**Passage:**
2012-07-20 Perl and UTF-8

I maintain a wiki engine called Oddmuse. It’s the software used to run my blog, for example. It is written in an older scripting language called *Perl*. Perl predates Unicode. That’s why the use of UTF-8 or UTF-16 is not mandated. That, in turn, means that usually bytes are interpreted as an UTF-8 encoded character is only visible as two bytes.

Consider this regular expression to match WikiWords: `[A-Z][a-z]+[A-Z][a-z]+`

How would you extend it to parse ÖlPlattform!?

Assume the following Perl code was written in a source file that was UTF-8 encoded:

$str = "OelPlattform";
print "OelPlattform YES\n" if $str =~ /[[:upper:]][[:lower:]]+[[:upper:]]\w+/;
$str = "ÖlPlattform";
print "ÖlPlattform YES\n" if $str =~ /[[:upper:]][[:lower:]]+[[:upper:]]\w+/;

This will just print `OelPlattform YES` because what looks like “ÖlPlattform” actually starts with the bytes C3 96 and C3 is not an upper case letter. It’s actually unclear what it is. In a Latin-1 environment the C3 would print as Ã—the dreaded sign of encoding errors!

I wanted to keep Oddmuse encoding agnostic. Users could specify a different encoding which would be served together with the page HTML such that they could have wikis using GB 2312. This is why Oddmuse contained the following line and similar code:

GB 2312

1. we treat input and output as bytes
eval { local $SIG{__DIE__}; binmode(STDOUT, ":raw"); };

This resulted in problems when some packages I was using did in fact produce UTF-8 and so I had to use code as follows:

eval { local $SIG{__DIE__}; binmode(STDOUT, ":utf8"); } if $HttpCharset eq 'UTF-8';
print RSS($3 ? $3 : 15, split(/\s+/, UnquoteHtml($4)));
eval { local $SIG{__DIE__}; binmode(STDOUT, ":raw"); };

I’m not sure why I surrounded it all with an eval—I assume it was to support an older version of Perl but I’m not sure.

Ok, so I wanted to get rid of all that.

The solution seems deceptively simple: add `use utf8;` to the source files and open all files using the UTF-8 encoding layer.

When printing UTF-8 to STDOUT, you need to tell Perl that STDOUT can in fact handle multi-byte characters. Since the HTML produced is UTF-8 encoded, I know that this is true. If you don’t, you’ll get “wide character in print” warnings.

**Required actions:**
#1 Translate into German this sentence from the post on Perl and UTF-8: "Since the HTML produced is UTF-8 encoded, I know that this is true."
#2 Write what comes next in the post on Perl and UTF-8, picking up after its final sentence.

**Information supplied:**

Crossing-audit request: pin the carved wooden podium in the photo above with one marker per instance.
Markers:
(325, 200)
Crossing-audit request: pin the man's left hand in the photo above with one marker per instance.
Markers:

**In response:**
#1 Da das erzeugte HTML UTF-8-kodiert ist, weiß ich, dass das stimmt.

#2
binmode(STDOUT, ':utf8');

You need to be careful with all input and output, however.

open(F, '<:encoding(UTF-8)', $RcFile);

The same is true for output:

open(OUT, '>:encoding(UTF-8)', $file)
  or ReportError(Ts('Cannot write %s', $file) . ": $!", '500 INTERNAL SERVER ERROR');

Oddmuse also offers the ability to *include* other pages (Transclusion) and to produce feeds. This can be a problem. The default page processing is to parse the raw text and start printing HTML as soon as possible because I have always felt that it was more expedient to start printing the top of the page while the rest was still being parsed. What happens when I don’t want to do this, eg. I’m in the middle of building the RSS feed?

Transclusion

The solution I had been using was to redirect STDOUT to a variable. Perl calls this a “memory file.” The problem is the encoding of this memory file:

Here’s what I had to write:

open(STDOUT, '>', \$page) or die "Can't open memory file: $!";
binmode(STDOUT, ":utf8");
PrintPageHtml();
utf8::decode($page);

I think this works because `binmode` tells all the `print` instructions that it’s ok to print multi-byte characters and `utf8::decode` makes sure that all those bytes are in fact decoded back to Perl’s internal representation.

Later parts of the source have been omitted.